__What needs to be done__:
Word for word, transcribe the lines from the one containing "Format the bounding" through the end of the entries, both included, and nothing else.

__Data to process__:
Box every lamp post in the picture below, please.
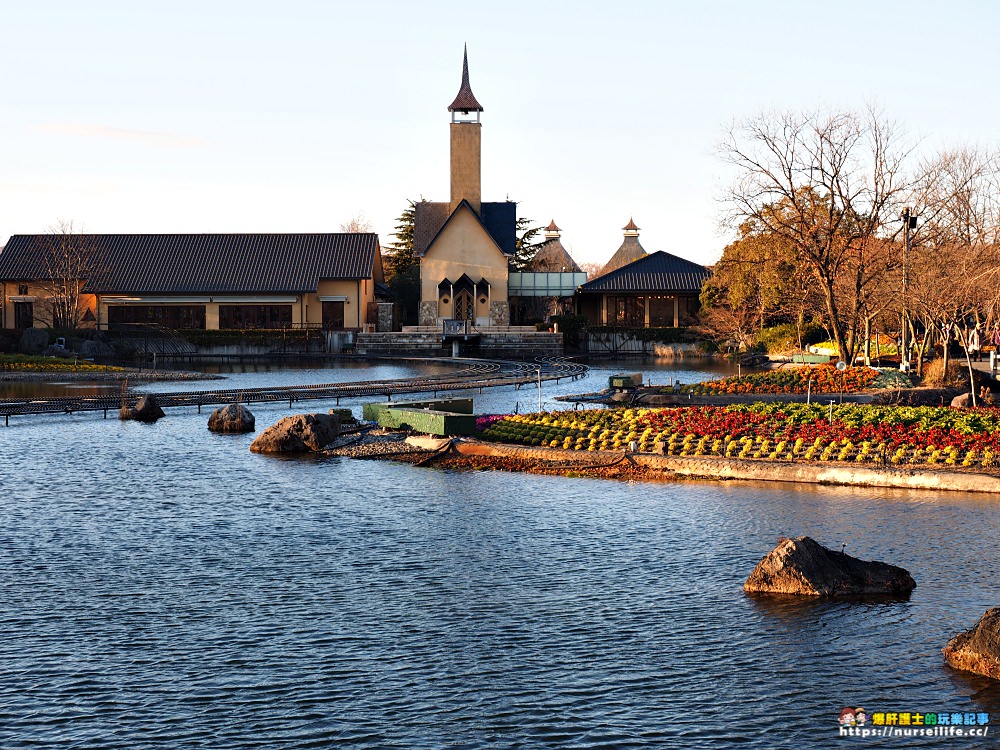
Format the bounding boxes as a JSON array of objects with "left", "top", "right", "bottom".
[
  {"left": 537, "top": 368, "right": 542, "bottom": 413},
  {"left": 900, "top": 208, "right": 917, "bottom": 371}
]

__Output for this exercise__:
Format the bounding boxes as a JSON array of objects with "left", "top", "right", "bottom".
[
  {"left": 537, "top": 368, "right": 542, "bottom": 413},
  {"left": 900, "top": 208, "right": 917, "bottom": 371}
]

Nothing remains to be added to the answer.